### AIM OF THE TASK
Please rewrite the rows below as a numbered list with no blank lines, and leave the pictures out.

Dataset rows
'''
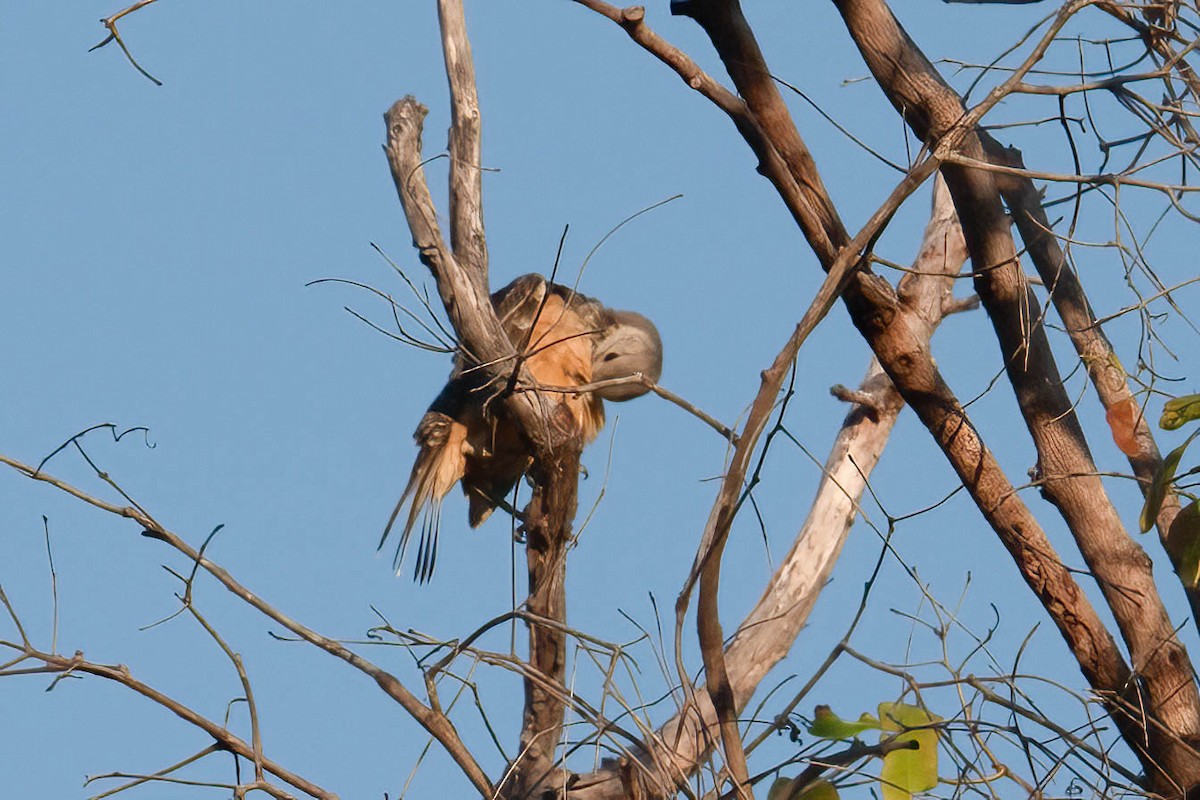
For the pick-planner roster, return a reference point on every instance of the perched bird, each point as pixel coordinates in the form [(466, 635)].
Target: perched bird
[(567, 340)]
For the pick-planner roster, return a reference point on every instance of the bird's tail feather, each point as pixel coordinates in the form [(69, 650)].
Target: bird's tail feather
[(438, 467)]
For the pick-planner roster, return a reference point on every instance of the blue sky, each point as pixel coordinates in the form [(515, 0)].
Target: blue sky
[(157, 242)]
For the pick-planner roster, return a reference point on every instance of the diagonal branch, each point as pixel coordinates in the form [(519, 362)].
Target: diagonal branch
[(435, 722), (1068, 475)]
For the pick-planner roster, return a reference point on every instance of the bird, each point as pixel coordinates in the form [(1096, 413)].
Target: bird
[(564, 338)]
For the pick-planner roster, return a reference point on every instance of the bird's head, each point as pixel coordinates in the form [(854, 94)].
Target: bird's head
[(630, 346)]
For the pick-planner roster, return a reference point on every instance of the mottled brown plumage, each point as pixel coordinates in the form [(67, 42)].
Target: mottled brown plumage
[(568, 340)]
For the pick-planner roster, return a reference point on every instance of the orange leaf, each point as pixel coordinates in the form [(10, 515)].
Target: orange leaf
[(1122, 420)]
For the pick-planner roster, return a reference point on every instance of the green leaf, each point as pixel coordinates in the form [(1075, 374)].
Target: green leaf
[(828, 725), (1186, 528), (820, 789), (1179, 411), (1157, 491), (907, 771)]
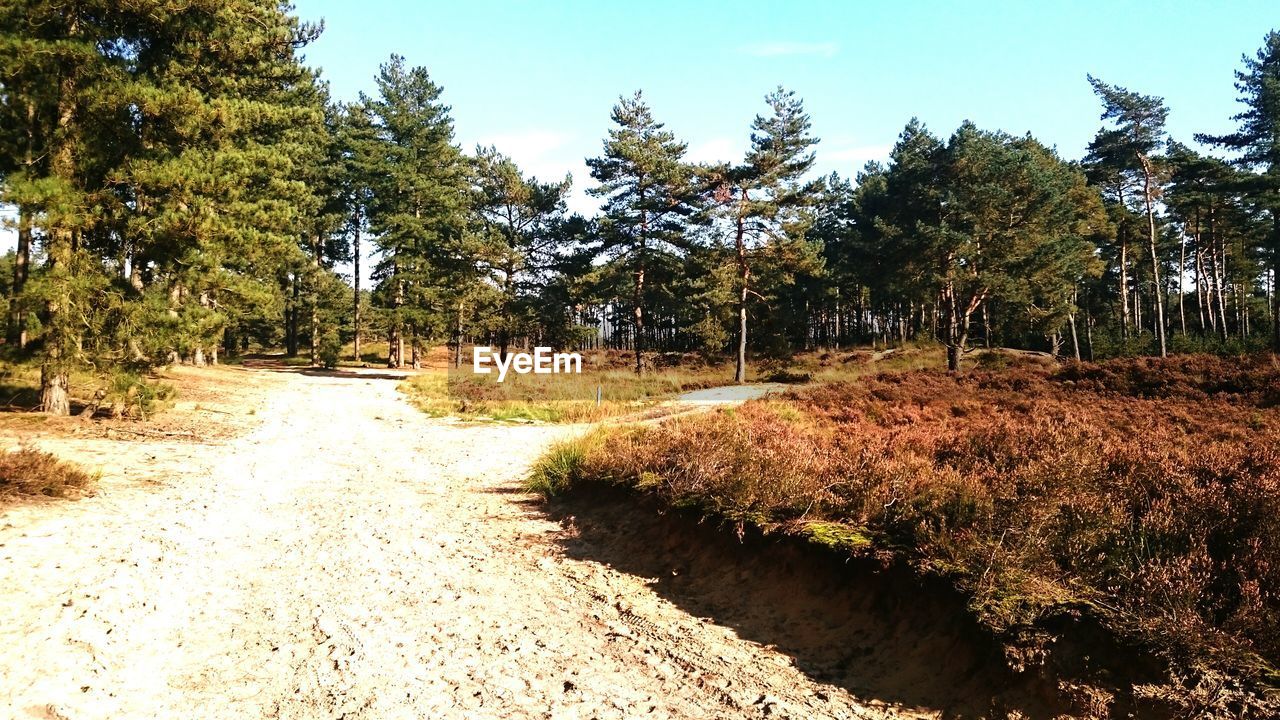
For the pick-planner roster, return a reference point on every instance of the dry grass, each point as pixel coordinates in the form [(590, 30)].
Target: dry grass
[(1144, 492), (560, 399), (28, 472), (572, 399)]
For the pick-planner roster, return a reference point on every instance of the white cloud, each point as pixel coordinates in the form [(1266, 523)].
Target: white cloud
[(8, 232), (849, 160), (538, 153), (714, 150), (782, 49)]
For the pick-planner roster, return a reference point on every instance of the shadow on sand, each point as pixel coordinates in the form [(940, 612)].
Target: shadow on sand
[(882, 633)]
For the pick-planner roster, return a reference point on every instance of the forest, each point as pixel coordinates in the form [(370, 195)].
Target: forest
[(184, 190)]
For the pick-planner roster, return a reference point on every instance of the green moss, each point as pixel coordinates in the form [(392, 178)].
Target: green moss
[(836, 536)]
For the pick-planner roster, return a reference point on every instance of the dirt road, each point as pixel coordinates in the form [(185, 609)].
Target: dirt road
[(350, 557)]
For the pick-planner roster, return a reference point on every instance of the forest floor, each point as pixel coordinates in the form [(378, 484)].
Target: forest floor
[(293, 543)]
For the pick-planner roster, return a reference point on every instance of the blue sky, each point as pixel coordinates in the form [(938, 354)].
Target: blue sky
[(538, 78)]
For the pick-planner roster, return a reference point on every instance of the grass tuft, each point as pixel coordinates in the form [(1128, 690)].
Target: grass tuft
[(1144, 491), (28, 472)]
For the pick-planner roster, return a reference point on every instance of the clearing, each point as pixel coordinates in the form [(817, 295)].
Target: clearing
[(346, 556)]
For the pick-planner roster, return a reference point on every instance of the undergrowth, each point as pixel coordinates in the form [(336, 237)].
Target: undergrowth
[(1142, 492), (28, 472)]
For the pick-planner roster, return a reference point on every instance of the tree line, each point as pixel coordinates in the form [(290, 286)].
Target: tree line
[(186, 188)]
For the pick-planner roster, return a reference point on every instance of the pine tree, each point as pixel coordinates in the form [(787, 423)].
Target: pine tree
[(420, 205), (1257, 140), (1130, 149), (767, 203), (647, 192), (517, 220)]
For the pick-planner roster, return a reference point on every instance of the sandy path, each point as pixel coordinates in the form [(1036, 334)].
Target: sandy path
[(348, 559)]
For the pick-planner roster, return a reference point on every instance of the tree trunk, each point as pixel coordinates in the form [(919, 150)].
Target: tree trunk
[(291, 331), (55, 369), (1182, 287), (355, 302), (745, 278), (1275, 278), (1159, 291), (21, 264)]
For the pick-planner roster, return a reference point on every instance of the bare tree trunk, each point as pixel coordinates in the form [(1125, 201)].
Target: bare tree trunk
[(1182, 288), (745, 279), (1159, 291), (21, 265), (54, 372), (291, 331), (312, 346), (1275, 277), (355, 300), (1217, 258)]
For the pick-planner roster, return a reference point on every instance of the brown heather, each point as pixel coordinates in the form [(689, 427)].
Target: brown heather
[(1142, 492)]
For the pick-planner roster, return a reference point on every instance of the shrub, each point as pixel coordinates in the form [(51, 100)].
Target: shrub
[(32, 472), (1144, 490)]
'''
### CORRECT RESPONSE
1. For the pick-planner roster, return a reference point on every instance of the perched bird, each point as pixel coordinates in the form [(466, 635)].
2. Target: perched bird
3. [(567, 340)]
4. For the pick-planner roster, return a reference point on every instance of the bird's tail feather, each point as pixel coordinates in the form [(69, 650)].
5. Target: bird's tail feather
6. [(438, 467)]
7. For the pick-planner roster, return a reference point on every instance of the blue sky, each point as pixel coordinates in the form [(515, 0)].
8. Target: blue sky
9. [(157, 242)]
10. For the pick-planner roster, return a reference point on every instance of the diagonal branch, each point as pixel coordinates in the form [(519, 362)].
11. Target: diagonal branch
12. [(435, 722), (1068, 475)]
13. For the pick-planner roster, return a reference point on every instance of the bird, each point as pixel coordinates in the form [(1096, 413)].
14. Target: bird
15. [(564, 338)]
16. For the pick-planner roster, return a reference point on every instance of the bird's head, each point as pixel coordinates in the form [(854, 94)].
17. Target: bird's head
18. [(630, 346)]
19. For the pick-planner roster, return a reference point on every instance of the mottled brown plumage, each point as pixel coordinates in the form [(67, 42)].
20. Target: mottled brown plumage
21. [(568, 340)]
22. For the pick-planner roster, return a reference point on every instance of the orange leaf, each point as pixel coordinates in the form [(10, 515)].
23. Target: orange leaf
24. [(1122, 420)]
25. For the pick-planner roster, return a reference point on every instance of the green leaf, each point as pixel coordinates in the form [(1075, 374)].
26. Target: green leaf
27. [(828, 725), (1186, 528), (820, 789), (1179, 411), (1157, 491), (907, 771)]
28. For the pick-planner roster, return a reference point on every instance of the dry grass, each point as pixel coordinates in the form [(590, 30)].
29. Target: dry grass
30. [(1144, 492), (560, 399), (28, 472), (572, 399)]
31. For the pick-planner roster, return a reference point on every instance of the white cloud, each point as pixel coordinates in the form [(1266, 523)].
32. Target: white cloud
33. [(8, 232), (849, 160), (538, 153), (714, 150), (782, 49)]
34. For the pick-planner roster, return a reference point on every instance of the shadow on sand, each point as pixel coordinates in the form [(940, 612)].
35. Target: shadow on sand
36. [(882, 633)]
37. For the pick-planner roster, return a reference point on every instance of the forest, each point as pixel coordinates in the form [(370, 195)].
38. Target: forest
39. [(184, 190)]
40. For the pick-planner roster, return a reference point on every instance of the green moss, each point as pixel coordinates in the form [(392, 178)].
41. Target: green moss
42. [(836, 536)]
43. For the pick-planner roster, return a reference point on every instance of the dirt road, each point as pixel coordinates in the form [(185, 609)].
44. Target: dirt road
45. [(350, 557)]
46. For the pick-planner roster, return a reference point on every instance of the forest floor, each point as pixel coordinates in the form [(378, 484)].
47. Target: forest floor
48. [(293, 543)]
49. For the pick-planner roster, return a reference point on every instance of the blue sky, each point as pixel coordinates in the form [(938, 354)].
50. Target: blue sky
51. [(538, 78)]
52. For the pick-planner roster, return a reference point on every instance of the grass tuft, each point as pixel coordinates in the form [(1128, 690)].
53. Target: grass tuft
54. [(1144, 491), (28, 472)]
55. For the pick-planner roster, return a reference point on every instance of the clearing, each point as pixel coordinates in the form [(817, 295)].
56. Target: clearing
57. [(346, 556)]
58. For the pick-planner roster, return a reference point on every instance of the undergrowth, each point as pixel coordinates in the form [(336, 237)].
59. Target: undergrowth
60. [(1142, 492), (28, 472)]
61. For the pick-planner roster, return a reference point on every instance of the tree line, each point as pixel coordinates in the form [(290, 286)].
62. Target: tree line
63. [(186, 188)]
64. For the pick-planner roster, return a reference point on every instance of the pine tree, each point as pixel coordinates in the form [(787, 423)].
65. Target: pine tree
66. [(420, 205), (1257, 140), (1130, 149), (767, 203), (647, 192), (517, 220)]
67. For the pick-planner roster, return a reference point on every instance of the sandy path, each point as pixel coordinates in the form [(1036, 334)].
68. Target: sandy path
69. [(348, 559)]
70. For the pick-planner roster, return a reference point on every instance of the tree trunk, each point as pixel coordinates in the form [(919, 150)].
71. Target: tree trunk
72. [(291, 331), (55, 369), (1182, 287), (355, 302), (745, 278), (1275, 278), (1159, 291), (21, 264)]
73. For the pick-planner roster, return a reference point on every instance of the bare tree trunk, each point as pixel coordinates in the form [(1125, 201)].
74. Target: bare tree trunk
75. [(1182, 288), (745, 279), (1159, 291), (21, 265), (54, 372), (291, 331), (312, 346), (1275, 277), (355, 300), (1217, 258)]
76. For the pick-planner roster, return a reference point on every instance of the brown heather, each point as pixel coordinates in the form [(689, 427)].
77. Target: brown heather
78. [(1142, 492)]
79. For the pick-planner roster, return a reference point on every instance of the shrub, each point as pixel coordinates in the form [(51, 100)].
80. Target: shrub
81. [(32, 472), (1144, 490)]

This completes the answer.